▸ What needs to be done
From the entries below, say how many lines carry the word "clicks", and give nothing but the number.

★ ★ ★

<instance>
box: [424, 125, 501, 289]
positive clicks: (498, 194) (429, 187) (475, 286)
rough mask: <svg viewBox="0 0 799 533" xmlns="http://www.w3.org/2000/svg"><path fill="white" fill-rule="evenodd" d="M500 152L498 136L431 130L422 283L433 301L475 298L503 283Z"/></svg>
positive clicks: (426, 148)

★ ★ ★

▸ Response below
2